━━━ Trecho do texto ━━━
Anotação em 2011: Se conselho fosse bom, seria caro. Conselho é de graça, e por isso não vale nada, mas lá vai: o eventual leitor deveria fugir do filme Segredos de um Funeral/Get Low.
Quase tudo é de primeiríssima qualidade, mas primeiríssima mesmo, no filme. Toda a parte de artesanato – fotografia, direção de arte, figurinos – é não menos que perfeita. A trilha sonora é um espanto. O elenco todo está muito bem dirigido, e os três grandes, veteranos atores principais, Robert Duvall, Bill Murray e Sissy Spacek, dão um show. E, no entanto, o filme é uma imensa porcaria.
Como é possível?
Simples: a história não fica de pé. É boba. Bocó. Idiota. Ridícula.
Todo o resto – tirando o principal, que é a história – é tão bom, tão absolutamente bem feito, que a gente vai vendo, vai vendo, até com algum interesse. É tudo meio absurdo, implausível, mas a gente vai vendo. Não dá para deixar de lado um filme tão bem realizado e com Duvall, Murray e Sissy Spacek na tela.
Há um segredo que o filme não conta. E aí ficamos ali, esperando para ver o que afinal é o segredo. Vai indo, vai indo, e nada. Fica tudo para a sequência final, o clímax.
E o clímax revela-se bobo, bocó, idiota, ridículo.
O filme desaba como um castelo de cartas. E a imagem, sem falsa modéstia, é perfeita, porque é disso mesmo que se trata. A base de tudo, o fundamento, o alicerce, é a história. Quando se revela que a história é boba, etc, o filme desaba como um castelo de cartas.
Uma casa pegando fogo, uma trilha sonora extraordinária
E é isso. É só isso. A rigor, não há mais o que dizer a respeito deste filme. Se eu o tivesse visto uns quatro anos atrás, antes de inventar este site, seguramente teria feito uma anotação curta e grossa, apenas o primeiro parágrafo desta anotação aqui. Mas, diabo, isto aqui é um site sobre filmes, então tenho que dizer mais alguma coisa.
É mais ou menos assim:
Plano geral. Noite. Uma casa pega fogo. É uma casa um tanto isolada, cercada por árvores. A música é extraordinária, forte, impressionante, mas o espectador que eventualmente quiser saber quem fez a trilha sonora só será esclarecido nos créditos finais, porque não há créditos iniciais.
A trilha sonora é de Jan A.P.Kaczmarek, excelente compositor polonês que musicou bons filmes, O Terceiro Milagre, A Herdeira, Ao Entardecer, O Visitante, Em Busca da Terra do Nunca. Jan A.P.Kaczmarek vai misturar seus próprios temas criados para o filme com canções bluegrass e até mesmo de jazz.
Um vulto sai correndo da casa em chamas, avança rumo à câmara.
O eremita reaparece após 40 anos para encomendar seu próprio funeral
Corta, e um vidro se quebra. Um garoto jogou uma pedra na janela de uma casa isolada, no meio do mato, no meio do nada. O dono da casa persegue o garoto, munido de uma espingarda. O garoto vomita de medo.
━━━ Dados registrados ━━━
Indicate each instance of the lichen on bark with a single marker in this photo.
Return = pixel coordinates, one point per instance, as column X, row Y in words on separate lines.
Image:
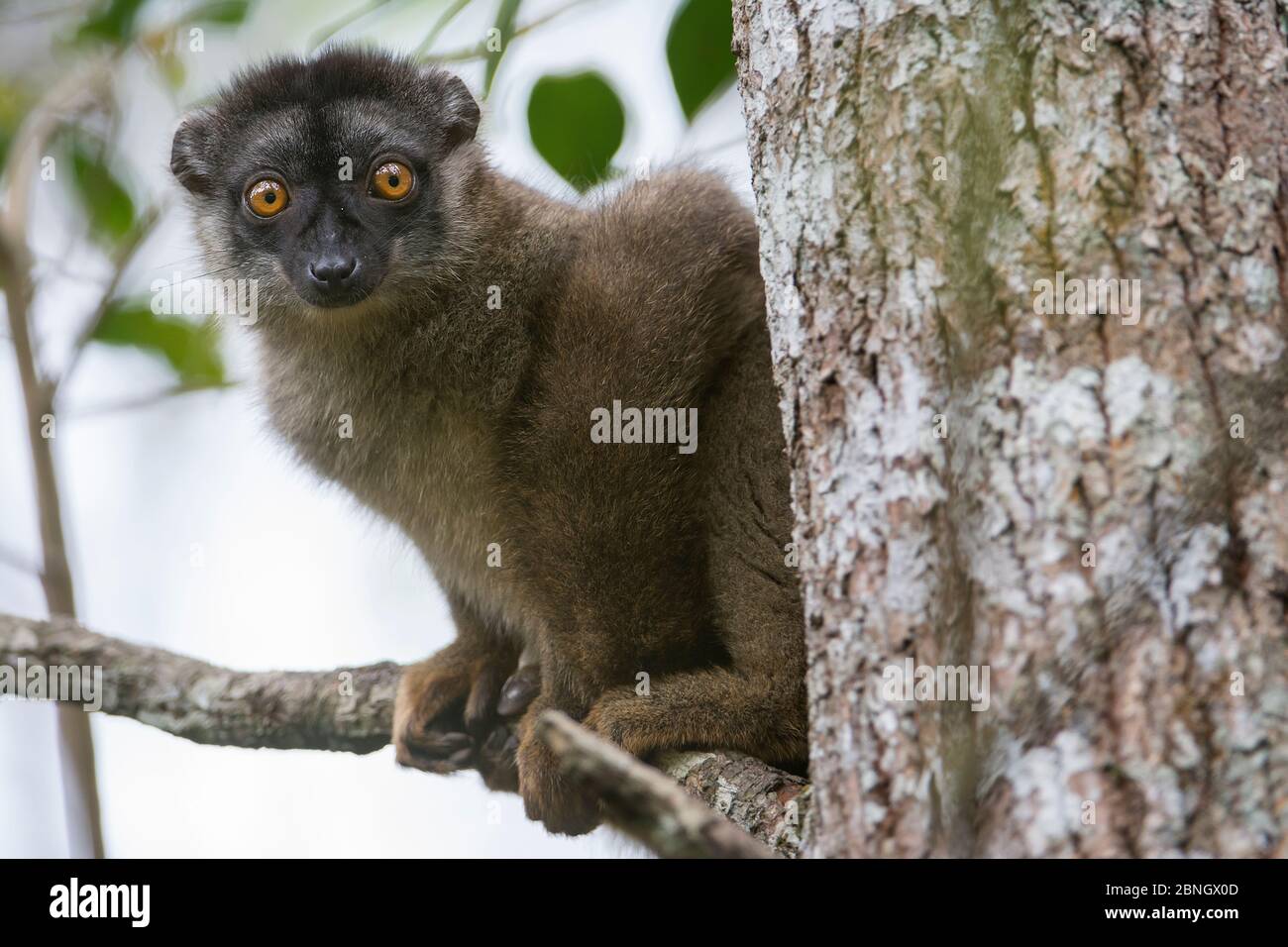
━━━
- **Tarefas a fazer**
[1] De acordo com a resenha sobre o filme Segredos de um Funeral, quem compôs a trilha sonora?
[2] Transcreva da resenha sobre o filme o trecho que vai de "Como é possível?" até "etc, o filme desaba como um castelo de cartas.", inclusive.

- **Lista de respostas**
[1] Jan A.P.Kaczmarek, compositor polonês.

[2]
Como é possível?
Simples: a história não fica de pé. É boba. Bocó. Idiota. Ridícula.
Todo o resto – tirando o principal, que é a história – é tão bom, tão absolutamente bem feito, que a gente vai vendo, vai vendo, até com algum interesse. É tudo meio absurdo, implausível, mas a gente vai vendo. Não dá para deixar de lado um filme tão bem realizado e com Duvall, Murray e Sissy Spacek na tela.
Há um segredo que o filme não conta. E aí ficamos ali, esperando para ver o que afinal é o segredo. Vai indo, vai indo, e nada. Fica tudo para a sequência final, o clímax.
E o clímax revela-se bobo, bocó, idiota, ridículo.
O filme desaba como um castelo de cartas. E a imagem, sem falsa modéstia, é perfeita, porque é disso mesmo que se trata. A base de tudo, o fundamento, o alicerce, é a história. Quando se revela que a história é boba, etc, o filme desaba como um castelo de cartas.